Was ist neu?

Das Tiroler Mindestsicherungsgesetz

Der Tiroler Landtag hat am 17. Mai 2017 das Tiroler Mindestsicherungsgesetz geändert. Die Novellierung ist seit 1. Juli 2017 in Kraft.

Der Antrag

Anträge können ab 1. Juli 2017 nicht mehr beim AMS eingebracht werden, sondern nur mehr beim Sozialamt der zuständigen Bezirkshauptmannschaft, beim Sozialamt Innsbruck oder bei Ihrer Wohnsitzgemeinde. Musterantrag

Seit 1. Juli 2017 können auch mündige Minderjährige (ab 14 Jahren) einen Antrag auf Mindestsicherung stellen, wenn sie weder bei einem Erziehungsberechtigten leben noch die Kinder- und Jugendhilfe die Obsorge hat.

Materialauszug:
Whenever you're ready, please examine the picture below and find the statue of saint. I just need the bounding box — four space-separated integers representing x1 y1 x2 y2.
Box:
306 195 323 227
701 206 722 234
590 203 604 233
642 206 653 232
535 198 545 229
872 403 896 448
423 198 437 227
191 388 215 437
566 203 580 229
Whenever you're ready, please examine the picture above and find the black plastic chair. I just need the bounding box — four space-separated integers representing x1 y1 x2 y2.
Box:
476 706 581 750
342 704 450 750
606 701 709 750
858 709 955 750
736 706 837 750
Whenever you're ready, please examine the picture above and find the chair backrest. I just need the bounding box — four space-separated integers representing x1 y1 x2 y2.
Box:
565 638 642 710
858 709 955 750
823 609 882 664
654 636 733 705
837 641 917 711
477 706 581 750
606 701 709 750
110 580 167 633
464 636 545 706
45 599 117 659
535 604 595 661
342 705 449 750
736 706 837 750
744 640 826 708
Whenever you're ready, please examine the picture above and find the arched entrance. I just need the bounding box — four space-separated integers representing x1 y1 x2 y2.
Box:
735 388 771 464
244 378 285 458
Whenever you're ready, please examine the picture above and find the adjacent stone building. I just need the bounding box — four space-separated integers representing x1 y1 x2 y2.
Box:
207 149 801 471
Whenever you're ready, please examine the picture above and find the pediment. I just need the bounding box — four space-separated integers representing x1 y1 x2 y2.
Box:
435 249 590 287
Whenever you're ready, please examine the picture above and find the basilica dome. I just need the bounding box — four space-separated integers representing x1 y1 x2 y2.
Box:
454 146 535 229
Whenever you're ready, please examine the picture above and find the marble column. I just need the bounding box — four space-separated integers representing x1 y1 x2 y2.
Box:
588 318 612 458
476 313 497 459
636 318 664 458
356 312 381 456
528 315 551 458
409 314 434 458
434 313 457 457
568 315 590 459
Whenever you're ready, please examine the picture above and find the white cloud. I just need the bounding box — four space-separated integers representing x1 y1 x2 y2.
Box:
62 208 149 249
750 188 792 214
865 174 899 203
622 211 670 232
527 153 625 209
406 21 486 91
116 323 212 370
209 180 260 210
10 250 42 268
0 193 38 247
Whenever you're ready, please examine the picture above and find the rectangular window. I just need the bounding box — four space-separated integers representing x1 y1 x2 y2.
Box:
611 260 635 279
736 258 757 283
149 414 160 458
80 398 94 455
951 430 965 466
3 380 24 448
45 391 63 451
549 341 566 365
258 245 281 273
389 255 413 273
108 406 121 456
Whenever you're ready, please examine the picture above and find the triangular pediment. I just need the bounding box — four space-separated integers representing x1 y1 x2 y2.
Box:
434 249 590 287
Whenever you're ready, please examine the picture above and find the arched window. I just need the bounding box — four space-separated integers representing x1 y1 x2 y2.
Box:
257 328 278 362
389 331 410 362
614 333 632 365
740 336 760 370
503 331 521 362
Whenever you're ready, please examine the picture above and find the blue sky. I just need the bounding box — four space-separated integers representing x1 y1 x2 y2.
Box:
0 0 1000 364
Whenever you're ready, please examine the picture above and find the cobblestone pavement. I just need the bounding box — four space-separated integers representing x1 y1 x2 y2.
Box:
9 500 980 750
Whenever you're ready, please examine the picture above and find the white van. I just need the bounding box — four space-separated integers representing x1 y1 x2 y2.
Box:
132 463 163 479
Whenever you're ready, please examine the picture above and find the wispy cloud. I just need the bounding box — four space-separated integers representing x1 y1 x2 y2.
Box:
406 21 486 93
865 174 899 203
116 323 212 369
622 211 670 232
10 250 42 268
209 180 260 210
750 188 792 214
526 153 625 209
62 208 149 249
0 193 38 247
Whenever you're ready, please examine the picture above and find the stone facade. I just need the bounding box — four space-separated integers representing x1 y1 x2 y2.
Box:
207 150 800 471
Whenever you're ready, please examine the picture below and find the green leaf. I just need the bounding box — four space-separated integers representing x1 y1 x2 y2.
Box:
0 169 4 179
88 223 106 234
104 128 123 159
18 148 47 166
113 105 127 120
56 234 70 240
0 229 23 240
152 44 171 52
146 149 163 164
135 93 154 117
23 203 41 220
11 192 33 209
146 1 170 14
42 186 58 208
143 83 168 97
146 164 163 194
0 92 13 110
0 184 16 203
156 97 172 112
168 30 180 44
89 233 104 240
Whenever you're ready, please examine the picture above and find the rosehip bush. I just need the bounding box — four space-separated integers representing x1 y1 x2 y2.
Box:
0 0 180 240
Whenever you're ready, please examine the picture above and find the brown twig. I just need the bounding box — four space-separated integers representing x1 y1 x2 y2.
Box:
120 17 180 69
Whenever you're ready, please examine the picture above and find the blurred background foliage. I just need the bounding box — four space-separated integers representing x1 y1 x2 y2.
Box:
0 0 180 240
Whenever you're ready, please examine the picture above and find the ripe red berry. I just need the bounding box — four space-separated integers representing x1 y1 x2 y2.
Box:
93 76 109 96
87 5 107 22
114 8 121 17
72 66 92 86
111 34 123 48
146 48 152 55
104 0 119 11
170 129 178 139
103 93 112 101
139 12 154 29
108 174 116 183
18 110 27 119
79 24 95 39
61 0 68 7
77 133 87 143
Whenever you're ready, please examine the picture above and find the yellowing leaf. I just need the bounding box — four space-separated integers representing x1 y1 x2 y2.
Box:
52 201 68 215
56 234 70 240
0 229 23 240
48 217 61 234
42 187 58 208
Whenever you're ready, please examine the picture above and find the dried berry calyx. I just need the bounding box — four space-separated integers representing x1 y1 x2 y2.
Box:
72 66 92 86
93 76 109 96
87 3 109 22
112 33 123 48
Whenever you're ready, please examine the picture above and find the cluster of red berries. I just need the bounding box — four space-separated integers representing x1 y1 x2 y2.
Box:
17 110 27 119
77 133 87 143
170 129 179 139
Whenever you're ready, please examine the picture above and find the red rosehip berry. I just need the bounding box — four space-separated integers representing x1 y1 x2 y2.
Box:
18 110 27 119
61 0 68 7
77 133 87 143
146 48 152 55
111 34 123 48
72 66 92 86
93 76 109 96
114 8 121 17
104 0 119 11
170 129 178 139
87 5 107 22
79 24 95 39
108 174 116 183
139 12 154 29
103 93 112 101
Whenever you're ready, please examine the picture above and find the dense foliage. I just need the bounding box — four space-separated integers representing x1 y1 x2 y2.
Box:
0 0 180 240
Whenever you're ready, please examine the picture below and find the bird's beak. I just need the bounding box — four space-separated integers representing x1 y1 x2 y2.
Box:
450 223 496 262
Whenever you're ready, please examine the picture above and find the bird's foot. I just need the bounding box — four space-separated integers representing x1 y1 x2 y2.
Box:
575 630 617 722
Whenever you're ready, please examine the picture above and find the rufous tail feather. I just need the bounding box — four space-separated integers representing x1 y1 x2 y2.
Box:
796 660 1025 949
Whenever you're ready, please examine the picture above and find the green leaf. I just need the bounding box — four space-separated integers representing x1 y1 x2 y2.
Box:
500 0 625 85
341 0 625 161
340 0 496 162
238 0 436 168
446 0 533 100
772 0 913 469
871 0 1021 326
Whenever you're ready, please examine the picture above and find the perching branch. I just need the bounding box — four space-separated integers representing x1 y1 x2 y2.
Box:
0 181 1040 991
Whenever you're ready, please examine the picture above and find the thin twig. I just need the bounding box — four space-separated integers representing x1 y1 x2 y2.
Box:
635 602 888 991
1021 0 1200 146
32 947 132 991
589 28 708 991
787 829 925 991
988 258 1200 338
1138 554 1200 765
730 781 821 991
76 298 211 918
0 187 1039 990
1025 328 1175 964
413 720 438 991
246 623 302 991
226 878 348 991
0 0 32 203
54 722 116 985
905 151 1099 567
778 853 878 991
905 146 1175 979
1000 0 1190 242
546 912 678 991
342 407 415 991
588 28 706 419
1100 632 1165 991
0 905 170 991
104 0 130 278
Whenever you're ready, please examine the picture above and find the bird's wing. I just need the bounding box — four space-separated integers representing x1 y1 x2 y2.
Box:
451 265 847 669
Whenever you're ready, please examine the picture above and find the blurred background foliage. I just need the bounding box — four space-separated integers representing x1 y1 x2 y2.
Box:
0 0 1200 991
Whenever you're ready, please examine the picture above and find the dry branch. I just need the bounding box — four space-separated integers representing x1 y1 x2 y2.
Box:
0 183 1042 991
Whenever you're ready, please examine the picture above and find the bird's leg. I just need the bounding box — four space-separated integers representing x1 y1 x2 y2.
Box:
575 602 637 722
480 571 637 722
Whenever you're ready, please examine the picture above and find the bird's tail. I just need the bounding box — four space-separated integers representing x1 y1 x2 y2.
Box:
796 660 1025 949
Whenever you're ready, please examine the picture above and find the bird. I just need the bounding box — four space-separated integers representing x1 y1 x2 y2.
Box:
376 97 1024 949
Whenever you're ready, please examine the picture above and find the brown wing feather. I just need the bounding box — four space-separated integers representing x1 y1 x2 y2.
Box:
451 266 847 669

Aufgaben:
1 – Seit wann ist die Novellierung laut dem Textausschnitt in Kraft?
2 – Stimmen die folgenden Aussagen mit dem Textausschnitt überein? Antworten Sie jeweils mit Ja oder Nein und zitieren Sie die entscheidenden Worte.
(a) Der Tiroler Landtag hat das Gesetz am 17. Mai 2017 geändert.
(b) Ab 1. Juli 2017 lassen sich Anträge weiterhin beim AMS einbringen.
(c) Auch mündige Minderjährige ab 14 Jahren können einen Antrag auf Mindestsicherung stellen.
3 – Schreiben Sie aus dem Textausschnitt den Teil von „Der Tiroler Landtag“ bis „die Obsorge hat.“ wortgetreu ab.
Das Material wird für die Aufgaben nicht gebraucht.

Antworten je Aufgabe:
1 – Seit 1. Juli 2017.

2 –
(a) Ja: „Der Tiroler Landtag hat am 17. Mai 2017 das Tiroler Mindestsicherungsgesetz geändert.“
(b) Nein: „Anträge können ab 1. Juli 2017 nicht mehr beim AMS eingebracht werden“
(c) Ja: „Seit 1. Juli 2017 können auch mündige Minderjährige (ab 14 Jahren) einen Antrag auf Mindestsicherung stellen“

3 –
Der Tiroler Landtag hat am 17. Mai 2017 das Tiroler Mindestsicherungsgesetz geändert. Die Novellierung ist seit 1. Juli 2017 in Kraft.

Der Antrag

Anträge können ab 1. Juli 2017 nicht mehr beim AMS eingebracht werden, sondern nur mehr beim Sozialamt der zuständigen Bezirkshauptmannschaft, beim Sozialamt Innsbruck oder bei Ihrer Wohnsitzgemeinde. Musterantrag

Seit 1. Juli 2017 können auch mündige Minderjährige (ab 14 Jahren) einen Antrag auf Mindestsicherung stellen, wenn sie weder bei einem Erziehungsberechtigten leben noch die Kinder- und Jugendhilfe die Obsorge hat.